━━━ Source text

The power of tables of the WEB

- autor: tsissput

Witam wszystkich,
w zalaczniku przedstawiam moje zaliczeniowe streszczenie trzech artykulow dot. bardzo ciekawej technologii Web Tables. Jest to próba wywnioskowania danych relacyjnych poporzez agregację ogromnych ilości danych pobranych z internetu. . Na co dzien zajmuje sie zupelnie innymi tematami (SAP Defect Management/ Test Management). Wspomniane artykuly byly dla mnie ciekawa ‚wycieczka’ w swiat danych relacyjnych. Uciesza mnie wnioski i komentarze przeslane na adres: agnieszka.krzeminska@ingenieur.de.
Pozdrawiam
A.Krzeminska, Frankfurt/ Main

1. Motivation
This assignment is prepared on the base of three articles provided by Dr hab. Mikolaj Morzy. I tried to find out how to use outcomes from researches of web tables for searching among web-based repositories at global IT organizations (Logica or Deutsche Bank AG).
2. First paper: ‘Entity Relation Discovery from Web Tables and Links’
The World-Wide Web consists a huge number of not well sructured texts and a vast amount of structured data e.g. Web tables. Such tables are a type of structured information which is pervasive on the web, therefore Web-scale methods that automatically extract web tables are studied intensively.
In the database vernacular, a table is defined as a set of tuples which have the same attributes. By analogy, a web table is defined as a set of rows (corresponding to database tuples) which have the same column headers (corresponding to database attributes). That is why, to extract a web table is to extract a relation on the web. In databases, tables often contain foreign keys with reference to other tables. As a consequence, hyperlinks inside a web table sometimes function as foreign keys to other relations whose tuples are contained in the hyperlink’s target pages.
The key question pointed out in this article is:
• Is it possible to discover new attributes for web tables by exploring hyperlinks inside them?
Proposed solution takes a web table as input. Frequent patterns are generated as new candidate relations by following hyperlinks in the web table. The confidence of candidates is evaluated, and trustworthy candidates are selected to become new attributes for the table. Experiments performed on a variety of web domains justify the usefulness of that method.

━━━━━━
━━━ Material shown

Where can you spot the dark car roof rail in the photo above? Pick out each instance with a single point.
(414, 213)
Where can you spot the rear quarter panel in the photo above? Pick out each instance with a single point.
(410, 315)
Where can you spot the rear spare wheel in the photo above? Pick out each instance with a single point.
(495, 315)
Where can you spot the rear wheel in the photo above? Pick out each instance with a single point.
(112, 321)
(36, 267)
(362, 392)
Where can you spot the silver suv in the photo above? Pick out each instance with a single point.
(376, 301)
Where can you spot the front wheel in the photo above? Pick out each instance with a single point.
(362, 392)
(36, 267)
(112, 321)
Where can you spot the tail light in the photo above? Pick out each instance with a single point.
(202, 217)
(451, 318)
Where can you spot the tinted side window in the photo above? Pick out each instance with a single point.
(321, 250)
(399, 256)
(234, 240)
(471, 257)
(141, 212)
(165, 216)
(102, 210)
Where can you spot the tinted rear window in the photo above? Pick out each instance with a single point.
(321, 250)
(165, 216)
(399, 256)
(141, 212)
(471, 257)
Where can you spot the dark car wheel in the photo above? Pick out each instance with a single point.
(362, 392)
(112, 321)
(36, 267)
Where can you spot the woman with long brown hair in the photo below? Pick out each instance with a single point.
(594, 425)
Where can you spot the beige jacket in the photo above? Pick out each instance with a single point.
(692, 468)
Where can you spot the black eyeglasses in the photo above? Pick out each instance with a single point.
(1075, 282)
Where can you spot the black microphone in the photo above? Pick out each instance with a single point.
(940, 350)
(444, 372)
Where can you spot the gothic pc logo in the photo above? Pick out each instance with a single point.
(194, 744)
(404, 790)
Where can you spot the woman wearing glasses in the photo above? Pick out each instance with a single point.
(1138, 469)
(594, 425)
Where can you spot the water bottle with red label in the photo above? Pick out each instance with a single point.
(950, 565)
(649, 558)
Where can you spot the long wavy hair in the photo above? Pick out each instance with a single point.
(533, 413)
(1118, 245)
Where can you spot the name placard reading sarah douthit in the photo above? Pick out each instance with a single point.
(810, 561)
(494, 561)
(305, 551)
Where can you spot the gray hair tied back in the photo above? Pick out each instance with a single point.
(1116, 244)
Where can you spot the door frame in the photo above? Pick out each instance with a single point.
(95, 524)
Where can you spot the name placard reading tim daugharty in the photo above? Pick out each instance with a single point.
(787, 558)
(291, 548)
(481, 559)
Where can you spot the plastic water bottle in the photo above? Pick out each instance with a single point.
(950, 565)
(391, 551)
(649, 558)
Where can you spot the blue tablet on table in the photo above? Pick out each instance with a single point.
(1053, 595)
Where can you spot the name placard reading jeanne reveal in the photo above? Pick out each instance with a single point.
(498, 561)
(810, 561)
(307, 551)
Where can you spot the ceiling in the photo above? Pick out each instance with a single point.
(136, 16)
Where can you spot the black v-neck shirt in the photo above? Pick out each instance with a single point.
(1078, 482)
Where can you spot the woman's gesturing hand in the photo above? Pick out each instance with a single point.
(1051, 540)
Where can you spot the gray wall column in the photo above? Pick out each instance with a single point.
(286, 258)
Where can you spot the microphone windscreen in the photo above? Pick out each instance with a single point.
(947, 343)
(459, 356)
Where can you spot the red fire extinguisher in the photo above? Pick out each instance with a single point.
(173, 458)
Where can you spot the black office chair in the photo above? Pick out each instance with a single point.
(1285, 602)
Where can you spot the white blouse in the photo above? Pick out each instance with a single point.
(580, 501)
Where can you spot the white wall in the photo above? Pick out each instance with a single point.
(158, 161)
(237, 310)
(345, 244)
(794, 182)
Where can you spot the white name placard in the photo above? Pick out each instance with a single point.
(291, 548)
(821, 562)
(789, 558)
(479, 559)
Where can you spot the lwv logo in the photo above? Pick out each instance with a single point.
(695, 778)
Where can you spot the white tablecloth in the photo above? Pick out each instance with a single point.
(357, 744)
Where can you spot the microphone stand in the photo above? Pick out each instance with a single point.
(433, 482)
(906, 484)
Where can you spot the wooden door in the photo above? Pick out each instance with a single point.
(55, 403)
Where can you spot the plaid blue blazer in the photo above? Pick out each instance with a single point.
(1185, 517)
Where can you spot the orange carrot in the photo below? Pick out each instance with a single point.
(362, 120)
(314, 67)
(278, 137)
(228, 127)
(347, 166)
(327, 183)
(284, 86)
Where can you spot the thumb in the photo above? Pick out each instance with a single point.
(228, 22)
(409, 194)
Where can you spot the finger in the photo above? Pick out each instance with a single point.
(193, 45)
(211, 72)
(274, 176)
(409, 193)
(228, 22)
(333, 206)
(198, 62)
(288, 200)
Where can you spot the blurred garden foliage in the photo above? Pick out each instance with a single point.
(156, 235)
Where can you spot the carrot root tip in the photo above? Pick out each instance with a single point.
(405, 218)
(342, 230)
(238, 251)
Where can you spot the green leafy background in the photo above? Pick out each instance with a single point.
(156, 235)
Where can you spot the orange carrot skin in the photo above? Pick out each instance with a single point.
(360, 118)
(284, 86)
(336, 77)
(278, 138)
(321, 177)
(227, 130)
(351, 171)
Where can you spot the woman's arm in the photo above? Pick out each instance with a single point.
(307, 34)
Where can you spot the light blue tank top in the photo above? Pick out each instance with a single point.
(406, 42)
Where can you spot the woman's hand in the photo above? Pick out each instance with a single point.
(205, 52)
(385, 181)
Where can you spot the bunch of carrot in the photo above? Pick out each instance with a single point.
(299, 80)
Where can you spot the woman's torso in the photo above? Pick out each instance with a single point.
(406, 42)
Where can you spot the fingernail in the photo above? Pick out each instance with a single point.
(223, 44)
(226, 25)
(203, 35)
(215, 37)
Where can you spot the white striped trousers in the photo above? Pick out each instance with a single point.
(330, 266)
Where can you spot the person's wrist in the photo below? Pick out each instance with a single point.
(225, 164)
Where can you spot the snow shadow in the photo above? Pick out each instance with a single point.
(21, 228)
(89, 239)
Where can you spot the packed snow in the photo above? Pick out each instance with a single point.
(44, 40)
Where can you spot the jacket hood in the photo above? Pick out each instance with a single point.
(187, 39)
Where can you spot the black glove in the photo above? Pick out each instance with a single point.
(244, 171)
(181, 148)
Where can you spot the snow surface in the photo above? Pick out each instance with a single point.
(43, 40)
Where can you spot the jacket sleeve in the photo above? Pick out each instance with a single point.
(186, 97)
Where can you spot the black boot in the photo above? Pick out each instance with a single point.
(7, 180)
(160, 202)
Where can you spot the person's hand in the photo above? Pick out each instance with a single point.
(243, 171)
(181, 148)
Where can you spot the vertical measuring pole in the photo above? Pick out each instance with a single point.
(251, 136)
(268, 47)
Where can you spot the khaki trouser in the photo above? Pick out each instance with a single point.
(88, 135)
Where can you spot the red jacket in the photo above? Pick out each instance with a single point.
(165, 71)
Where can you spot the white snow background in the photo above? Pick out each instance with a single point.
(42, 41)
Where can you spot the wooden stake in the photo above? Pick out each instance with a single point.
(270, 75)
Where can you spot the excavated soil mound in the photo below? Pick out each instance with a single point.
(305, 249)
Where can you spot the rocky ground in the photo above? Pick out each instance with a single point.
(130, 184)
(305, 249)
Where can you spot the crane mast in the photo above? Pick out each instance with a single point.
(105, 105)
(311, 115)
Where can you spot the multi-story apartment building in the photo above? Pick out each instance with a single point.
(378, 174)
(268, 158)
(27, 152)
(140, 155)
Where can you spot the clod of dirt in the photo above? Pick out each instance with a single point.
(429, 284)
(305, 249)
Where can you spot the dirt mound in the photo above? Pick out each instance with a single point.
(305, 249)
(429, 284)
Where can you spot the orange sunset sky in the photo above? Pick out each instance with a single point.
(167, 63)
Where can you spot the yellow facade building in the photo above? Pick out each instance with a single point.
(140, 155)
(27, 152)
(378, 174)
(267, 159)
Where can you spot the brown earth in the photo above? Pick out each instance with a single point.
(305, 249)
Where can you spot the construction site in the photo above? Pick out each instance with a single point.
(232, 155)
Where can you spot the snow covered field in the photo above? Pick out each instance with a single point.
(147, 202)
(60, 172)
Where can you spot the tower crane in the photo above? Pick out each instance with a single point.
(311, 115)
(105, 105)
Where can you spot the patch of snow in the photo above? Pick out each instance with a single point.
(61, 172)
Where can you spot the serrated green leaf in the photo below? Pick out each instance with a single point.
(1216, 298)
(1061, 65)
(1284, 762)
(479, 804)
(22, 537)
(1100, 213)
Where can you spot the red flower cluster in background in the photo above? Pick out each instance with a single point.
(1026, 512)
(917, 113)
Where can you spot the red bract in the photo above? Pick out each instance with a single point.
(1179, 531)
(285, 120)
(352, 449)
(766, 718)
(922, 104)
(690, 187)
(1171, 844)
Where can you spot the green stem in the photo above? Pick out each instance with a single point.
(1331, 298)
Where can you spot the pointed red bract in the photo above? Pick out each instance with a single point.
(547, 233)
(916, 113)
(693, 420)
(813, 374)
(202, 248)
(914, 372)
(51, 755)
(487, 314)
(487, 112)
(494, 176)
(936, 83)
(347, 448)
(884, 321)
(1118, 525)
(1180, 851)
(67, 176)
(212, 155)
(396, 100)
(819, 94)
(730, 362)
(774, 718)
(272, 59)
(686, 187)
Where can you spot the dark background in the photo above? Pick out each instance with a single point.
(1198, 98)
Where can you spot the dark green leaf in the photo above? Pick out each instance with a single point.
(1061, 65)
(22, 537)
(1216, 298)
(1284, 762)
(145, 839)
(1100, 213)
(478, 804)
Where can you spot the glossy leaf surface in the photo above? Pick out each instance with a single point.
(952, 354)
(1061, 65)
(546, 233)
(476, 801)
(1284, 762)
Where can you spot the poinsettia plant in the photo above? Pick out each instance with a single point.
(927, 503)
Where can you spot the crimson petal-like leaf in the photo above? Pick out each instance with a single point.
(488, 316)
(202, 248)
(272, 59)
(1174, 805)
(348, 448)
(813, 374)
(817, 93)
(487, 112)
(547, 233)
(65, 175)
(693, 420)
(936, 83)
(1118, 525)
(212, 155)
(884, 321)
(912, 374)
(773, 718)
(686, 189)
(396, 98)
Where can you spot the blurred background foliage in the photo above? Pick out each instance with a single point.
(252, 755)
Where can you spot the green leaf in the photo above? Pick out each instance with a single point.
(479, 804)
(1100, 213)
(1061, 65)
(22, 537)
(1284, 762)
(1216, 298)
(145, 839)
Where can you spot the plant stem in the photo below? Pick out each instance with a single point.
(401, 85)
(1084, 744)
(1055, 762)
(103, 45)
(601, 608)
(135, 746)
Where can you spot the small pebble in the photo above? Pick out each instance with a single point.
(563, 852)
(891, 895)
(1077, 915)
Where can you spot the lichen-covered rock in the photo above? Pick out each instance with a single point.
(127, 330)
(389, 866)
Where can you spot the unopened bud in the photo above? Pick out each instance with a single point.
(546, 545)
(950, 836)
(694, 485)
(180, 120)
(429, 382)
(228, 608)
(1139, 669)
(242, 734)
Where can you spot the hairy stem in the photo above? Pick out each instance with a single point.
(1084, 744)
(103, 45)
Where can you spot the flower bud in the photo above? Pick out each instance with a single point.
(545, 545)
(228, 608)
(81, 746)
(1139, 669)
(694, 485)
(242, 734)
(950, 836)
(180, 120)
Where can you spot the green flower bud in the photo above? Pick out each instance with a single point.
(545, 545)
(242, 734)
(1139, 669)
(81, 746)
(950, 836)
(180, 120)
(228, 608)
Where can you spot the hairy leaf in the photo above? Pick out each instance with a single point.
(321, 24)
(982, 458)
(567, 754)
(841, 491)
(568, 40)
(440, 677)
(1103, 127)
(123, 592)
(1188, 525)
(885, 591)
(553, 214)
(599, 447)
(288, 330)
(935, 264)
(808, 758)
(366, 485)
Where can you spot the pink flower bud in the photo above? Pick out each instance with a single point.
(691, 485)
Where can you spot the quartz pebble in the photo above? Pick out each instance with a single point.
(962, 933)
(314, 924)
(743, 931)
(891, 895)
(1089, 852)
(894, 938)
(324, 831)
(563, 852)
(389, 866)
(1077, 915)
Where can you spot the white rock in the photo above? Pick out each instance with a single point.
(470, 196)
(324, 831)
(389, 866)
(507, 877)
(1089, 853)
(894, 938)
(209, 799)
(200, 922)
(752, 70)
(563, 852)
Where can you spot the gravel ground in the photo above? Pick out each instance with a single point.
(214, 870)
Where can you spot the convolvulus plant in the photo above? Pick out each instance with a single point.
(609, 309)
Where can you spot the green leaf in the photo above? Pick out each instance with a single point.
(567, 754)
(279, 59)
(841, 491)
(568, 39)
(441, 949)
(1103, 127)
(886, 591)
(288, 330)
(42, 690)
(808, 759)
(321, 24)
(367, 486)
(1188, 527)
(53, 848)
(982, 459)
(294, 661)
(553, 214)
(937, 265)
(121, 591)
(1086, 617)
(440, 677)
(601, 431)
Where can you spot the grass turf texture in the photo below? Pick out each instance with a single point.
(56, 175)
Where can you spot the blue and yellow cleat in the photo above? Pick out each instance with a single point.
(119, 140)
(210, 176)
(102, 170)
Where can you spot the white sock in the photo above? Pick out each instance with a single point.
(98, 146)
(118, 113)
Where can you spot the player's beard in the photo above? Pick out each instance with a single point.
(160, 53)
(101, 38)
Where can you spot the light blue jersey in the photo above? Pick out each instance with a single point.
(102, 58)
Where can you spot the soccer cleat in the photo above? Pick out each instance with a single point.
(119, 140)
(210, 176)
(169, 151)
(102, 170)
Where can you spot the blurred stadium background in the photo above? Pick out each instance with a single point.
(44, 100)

━━━━━━

**Instructions for the task**
Reproduce the entire web tables text above word for word, from its title through its last line.

**Answer to this problem**
The power of tables of the WEB

- autor: tsissput

Witam wszystkich,
w zalaczniku przedstawiam moje zaliczeniowe streszczenie trzech artykulow dot. bardzo ciekawej technologii Web Tables. Jest to próba wywnioskowania danych relacyjnych poporzez agregację ogromnych ilości danych pobranych z internetu. . Na co dzien zajmuje sie zupelnie innymi tematami (SAP Defect Management/ Test Management). Wspomniane artykuly byly dla mnie ciekawa ‚wycieczka’ w swiat danych relacyjnych. Uciesza mnie wnioski i komentarze przeslane na adres: agnieszka.krzeminska@ingenieur.de.
Pozdrawiam
A.Krzeminska, Frankfurt/ Main

1. Motivation
This assignment is prepared on the base of three articles provided by Dr hab. Mikolaj Morzy. I tried to find out how to use outcomes from researches of web tables for searching among web-based repositories at global IT organizations (Logica or Deutsche Bank AG).
2. First paper: ‘Entity Relation Discovery from Web Tables and Links’
The World-Wide Web consists a huge number of not well sructured texts and a vast amount of structured data e.g. Web tables. Such tables are a type of structured information which is pervasive on the web, therefore Web-scale methods that automatically extract web tables are studied intensively.
In the database vernacular, a table is defined as a set of tuples which have the same attributes. By analogy, a web table is defined as a set of rows (corresponding to database tuples) which have the same column headers (corresponding to database attributes). That is why, to extract a web table is to extract a relation on the web. In databases, tables often contain foreign keys with reference to other tables. As a consequence, hyperlinks inside a web table sometimes function as foreign keys to other relations whose tuples are contained in the hyperlink’s target pages.
The key question pointed out in this article is:
• Is it possible to discover new attributes for web tables by exploring hyperlinks inside them?
Proposed solution takes a web table as input. Frequent patterns are generated as new candidate relations by following hyperlinks in the web table. The confidence of candidates is evaluated, and trustworthy candidates are selected to become new attributes for the table. Experiments performed on a variety of web domains justify the usefulness of that method.